▶ _EXERCISE DETAILS_
Translate this sentence from the text on the Gregory Bateson neon artwork into Spanish: "He seeks to explain the relationship between mind and nature, describing mental processes as a sequence of interactions between things."

▶ _SELECTED EXCERPT_
****************************************
Chris MEIGH-ANDREWS

Seek the Pattern That Connects (for Gregory Bateson)

neon text, wooden stakes, fixings, solar panels, regulator, battery

Schematic diagram of the artwork

Chris Meigh-Andrews (image: Lupe Cunha)

This work, dedicated to the anthropologist, cyberneticist and environmental pioneer Gregory Bateson (1904–1980), presents a solar-powered neon text of Bateson’s famous phrase ‘the pattern that connects’ in the desert night.

In Steps to an Ecology of Mind (1972) and Mind and Nature: A Necessary Unity (1979) Bateson put forward his concept of ‘ecology of mind,’ which points to a communicative interconnection between all living organisms. Bateson’s concept of the ‘cybernetic mind’ describes an immanent, self-organising informational ‘pattern that connects’ everything to everything else. He seeks to explain the relationship between mind and nature, describing mental processes as a sequence of interactions between things. The radical ideas that Bateson put forward had – and still have – wide implications, not only for science but also for culture and for the development of an ecological aesthetics with interconnections and relationships to the natural world. As Peter Harris-Jones explains in a recent article on the aesthetic implications of Bateson’s ideas:

Bateson’s ecological aesthetics is participatory.… concerned with habitat, and habitat change. Its focus lies in how people perceive change in an ever-transforming ecology. Beyond this, human perception of nature is linked to human conception of nature and thus, by implication, to human survival. (Peter Harris-Jones, ‘Gregory Bateson and Ecological Aesthetics: An Introduction’)
****************************************
▶ _EXTRACTED RECORDS_
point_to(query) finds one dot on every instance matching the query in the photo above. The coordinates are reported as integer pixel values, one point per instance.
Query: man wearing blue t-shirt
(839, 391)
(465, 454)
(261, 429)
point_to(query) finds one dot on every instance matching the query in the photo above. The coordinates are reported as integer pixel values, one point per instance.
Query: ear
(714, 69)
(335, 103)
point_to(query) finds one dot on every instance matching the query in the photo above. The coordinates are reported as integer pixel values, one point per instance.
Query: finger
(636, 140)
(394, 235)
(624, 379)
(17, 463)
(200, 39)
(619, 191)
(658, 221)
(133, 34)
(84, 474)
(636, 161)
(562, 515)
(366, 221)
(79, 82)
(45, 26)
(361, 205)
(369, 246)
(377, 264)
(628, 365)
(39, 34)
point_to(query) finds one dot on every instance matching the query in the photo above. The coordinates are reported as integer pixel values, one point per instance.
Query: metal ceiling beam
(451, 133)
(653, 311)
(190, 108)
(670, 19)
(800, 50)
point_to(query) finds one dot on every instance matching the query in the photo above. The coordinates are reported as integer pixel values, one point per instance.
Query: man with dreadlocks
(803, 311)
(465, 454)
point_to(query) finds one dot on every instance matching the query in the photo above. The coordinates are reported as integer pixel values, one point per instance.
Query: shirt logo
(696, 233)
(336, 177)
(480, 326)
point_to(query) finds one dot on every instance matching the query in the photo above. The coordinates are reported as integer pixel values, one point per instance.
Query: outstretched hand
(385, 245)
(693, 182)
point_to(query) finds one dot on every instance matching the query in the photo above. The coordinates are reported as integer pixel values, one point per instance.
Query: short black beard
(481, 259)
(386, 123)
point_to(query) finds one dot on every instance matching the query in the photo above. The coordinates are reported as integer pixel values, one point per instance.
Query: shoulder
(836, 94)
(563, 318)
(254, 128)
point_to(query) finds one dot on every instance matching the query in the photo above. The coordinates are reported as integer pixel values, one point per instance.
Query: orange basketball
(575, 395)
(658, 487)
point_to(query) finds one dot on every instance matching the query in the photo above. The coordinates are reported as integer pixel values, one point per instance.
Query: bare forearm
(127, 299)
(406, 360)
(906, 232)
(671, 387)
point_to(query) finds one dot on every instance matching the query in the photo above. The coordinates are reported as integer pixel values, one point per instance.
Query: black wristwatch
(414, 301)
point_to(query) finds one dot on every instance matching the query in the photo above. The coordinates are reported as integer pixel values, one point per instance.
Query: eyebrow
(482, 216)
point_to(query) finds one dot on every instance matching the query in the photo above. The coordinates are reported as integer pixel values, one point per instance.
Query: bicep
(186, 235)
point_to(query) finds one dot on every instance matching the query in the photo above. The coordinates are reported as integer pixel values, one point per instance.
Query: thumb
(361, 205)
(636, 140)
****************************************
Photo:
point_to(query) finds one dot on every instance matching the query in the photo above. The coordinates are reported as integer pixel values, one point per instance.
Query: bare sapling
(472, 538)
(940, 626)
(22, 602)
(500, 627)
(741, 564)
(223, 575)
****************************************
▶ _ANSWER_
Busca explicar la relación entre la mente y la naturaleza, describiendo los procesos mentales como una secuencia de interacciones entre cosas.